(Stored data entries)

◇ ◇ ◇ ◇ ◇ ◇ ◇

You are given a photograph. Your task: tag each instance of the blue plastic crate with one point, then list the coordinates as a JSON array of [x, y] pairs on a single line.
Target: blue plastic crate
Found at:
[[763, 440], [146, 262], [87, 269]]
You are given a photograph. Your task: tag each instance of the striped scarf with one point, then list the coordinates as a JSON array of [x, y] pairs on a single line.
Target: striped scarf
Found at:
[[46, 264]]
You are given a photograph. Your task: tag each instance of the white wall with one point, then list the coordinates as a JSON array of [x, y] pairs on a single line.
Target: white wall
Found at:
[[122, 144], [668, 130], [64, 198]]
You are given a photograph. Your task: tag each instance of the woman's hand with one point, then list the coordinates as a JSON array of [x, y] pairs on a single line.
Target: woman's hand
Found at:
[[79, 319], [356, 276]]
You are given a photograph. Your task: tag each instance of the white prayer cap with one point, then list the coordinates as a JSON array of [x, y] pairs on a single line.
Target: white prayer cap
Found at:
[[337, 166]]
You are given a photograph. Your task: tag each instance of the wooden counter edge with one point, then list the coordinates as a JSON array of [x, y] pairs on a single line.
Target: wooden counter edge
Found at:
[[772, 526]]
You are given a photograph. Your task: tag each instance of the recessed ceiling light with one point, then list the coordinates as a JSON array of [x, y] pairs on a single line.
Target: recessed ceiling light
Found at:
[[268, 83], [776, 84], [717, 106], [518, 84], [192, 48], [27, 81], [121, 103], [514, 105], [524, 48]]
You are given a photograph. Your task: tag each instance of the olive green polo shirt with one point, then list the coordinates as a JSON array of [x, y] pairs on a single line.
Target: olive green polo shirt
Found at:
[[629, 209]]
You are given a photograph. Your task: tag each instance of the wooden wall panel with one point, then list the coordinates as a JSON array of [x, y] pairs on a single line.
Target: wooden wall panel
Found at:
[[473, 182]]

◇ ◇ ◇ ◇ ◇ ◇ ◇

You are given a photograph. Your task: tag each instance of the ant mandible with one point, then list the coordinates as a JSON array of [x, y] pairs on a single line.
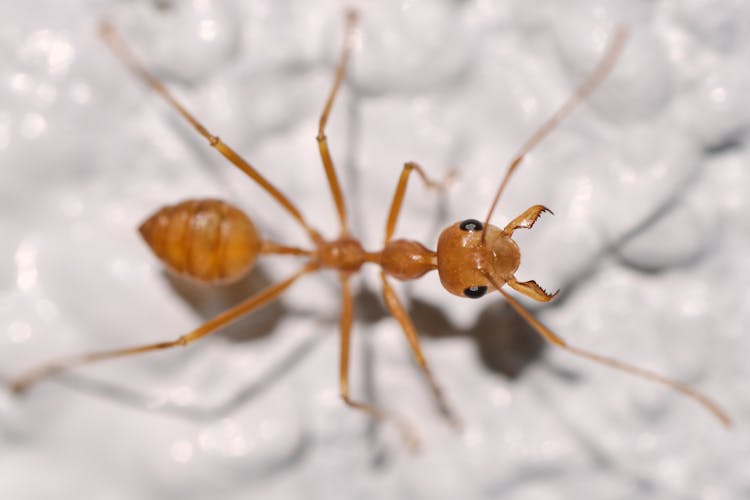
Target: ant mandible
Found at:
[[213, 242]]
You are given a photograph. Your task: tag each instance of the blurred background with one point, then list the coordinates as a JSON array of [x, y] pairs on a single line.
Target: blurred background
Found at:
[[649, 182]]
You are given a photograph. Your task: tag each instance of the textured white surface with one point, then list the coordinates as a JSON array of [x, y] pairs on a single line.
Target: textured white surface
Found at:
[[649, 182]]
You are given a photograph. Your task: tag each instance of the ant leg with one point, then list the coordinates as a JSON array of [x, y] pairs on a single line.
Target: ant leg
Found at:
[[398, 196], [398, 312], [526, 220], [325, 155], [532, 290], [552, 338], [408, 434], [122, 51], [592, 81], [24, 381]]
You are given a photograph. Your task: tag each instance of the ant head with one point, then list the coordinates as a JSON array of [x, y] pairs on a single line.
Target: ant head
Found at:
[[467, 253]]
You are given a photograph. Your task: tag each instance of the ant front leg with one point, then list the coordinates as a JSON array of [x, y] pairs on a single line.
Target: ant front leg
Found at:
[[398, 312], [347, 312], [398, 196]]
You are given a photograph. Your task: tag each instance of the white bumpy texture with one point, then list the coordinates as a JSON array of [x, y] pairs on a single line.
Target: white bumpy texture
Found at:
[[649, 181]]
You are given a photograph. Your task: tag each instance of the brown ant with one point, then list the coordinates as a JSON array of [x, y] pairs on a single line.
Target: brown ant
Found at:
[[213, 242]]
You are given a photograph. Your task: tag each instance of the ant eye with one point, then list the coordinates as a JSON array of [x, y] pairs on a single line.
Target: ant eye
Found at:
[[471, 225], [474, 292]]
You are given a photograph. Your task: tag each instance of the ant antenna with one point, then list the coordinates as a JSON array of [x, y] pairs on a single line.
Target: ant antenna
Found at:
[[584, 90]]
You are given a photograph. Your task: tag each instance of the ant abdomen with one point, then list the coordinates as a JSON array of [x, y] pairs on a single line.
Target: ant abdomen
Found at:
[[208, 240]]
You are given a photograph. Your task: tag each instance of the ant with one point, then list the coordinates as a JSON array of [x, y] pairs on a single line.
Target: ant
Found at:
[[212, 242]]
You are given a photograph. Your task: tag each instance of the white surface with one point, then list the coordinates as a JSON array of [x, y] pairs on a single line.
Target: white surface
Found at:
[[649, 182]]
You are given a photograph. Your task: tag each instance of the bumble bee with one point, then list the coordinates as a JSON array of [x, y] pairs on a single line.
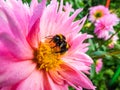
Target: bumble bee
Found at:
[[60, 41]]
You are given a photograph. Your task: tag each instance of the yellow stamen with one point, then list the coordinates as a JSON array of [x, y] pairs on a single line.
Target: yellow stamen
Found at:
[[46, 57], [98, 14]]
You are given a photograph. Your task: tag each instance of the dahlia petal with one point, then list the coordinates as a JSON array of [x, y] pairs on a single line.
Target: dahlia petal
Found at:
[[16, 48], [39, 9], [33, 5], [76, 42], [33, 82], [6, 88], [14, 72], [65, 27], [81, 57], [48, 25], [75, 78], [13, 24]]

◇ ◇ ◇ ◇ ◇ ◇ ◇

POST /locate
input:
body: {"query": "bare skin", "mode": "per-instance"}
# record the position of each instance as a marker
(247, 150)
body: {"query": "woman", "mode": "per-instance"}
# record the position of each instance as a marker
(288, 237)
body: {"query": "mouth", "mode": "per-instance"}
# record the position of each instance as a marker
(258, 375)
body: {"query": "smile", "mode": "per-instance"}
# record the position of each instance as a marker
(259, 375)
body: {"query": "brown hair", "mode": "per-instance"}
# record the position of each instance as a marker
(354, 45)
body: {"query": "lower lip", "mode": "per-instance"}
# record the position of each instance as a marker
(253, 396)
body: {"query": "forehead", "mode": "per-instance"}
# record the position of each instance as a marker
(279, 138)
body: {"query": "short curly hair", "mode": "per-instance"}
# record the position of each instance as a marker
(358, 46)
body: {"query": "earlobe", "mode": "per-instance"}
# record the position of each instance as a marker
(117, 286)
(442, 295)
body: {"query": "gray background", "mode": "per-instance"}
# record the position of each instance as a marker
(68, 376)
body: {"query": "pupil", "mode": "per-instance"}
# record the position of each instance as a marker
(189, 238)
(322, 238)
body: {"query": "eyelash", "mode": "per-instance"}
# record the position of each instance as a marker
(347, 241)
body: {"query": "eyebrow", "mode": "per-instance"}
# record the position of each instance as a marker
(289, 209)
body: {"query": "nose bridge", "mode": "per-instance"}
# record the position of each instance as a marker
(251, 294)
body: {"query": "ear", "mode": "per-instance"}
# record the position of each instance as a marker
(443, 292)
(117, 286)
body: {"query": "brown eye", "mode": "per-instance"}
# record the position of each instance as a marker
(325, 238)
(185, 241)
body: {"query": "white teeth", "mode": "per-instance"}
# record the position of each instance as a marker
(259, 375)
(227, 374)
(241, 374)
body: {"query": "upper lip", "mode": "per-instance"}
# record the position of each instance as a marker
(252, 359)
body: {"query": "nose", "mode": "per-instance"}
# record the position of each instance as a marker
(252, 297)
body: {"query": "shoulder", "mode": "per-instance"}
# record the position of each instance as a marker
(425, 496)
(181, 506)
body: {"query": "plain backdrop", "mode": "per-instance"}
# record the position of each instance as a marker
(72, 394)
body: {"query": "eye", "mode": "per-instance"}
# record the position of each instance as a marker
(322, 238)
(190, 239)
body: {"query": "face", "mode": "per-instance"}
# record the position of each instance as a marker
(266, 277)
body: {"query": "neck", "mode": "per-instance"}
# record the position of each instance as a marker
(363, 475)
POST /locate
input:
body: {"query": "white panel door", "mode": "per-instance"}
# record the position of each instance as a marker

◇ ◇ ◇ ◇ ◇ ◇ ◇

*YOUR TASK:*
Please report how many lines in the records contain the string "panel", and write nothing besides that number.

*TASK RESULT:*
3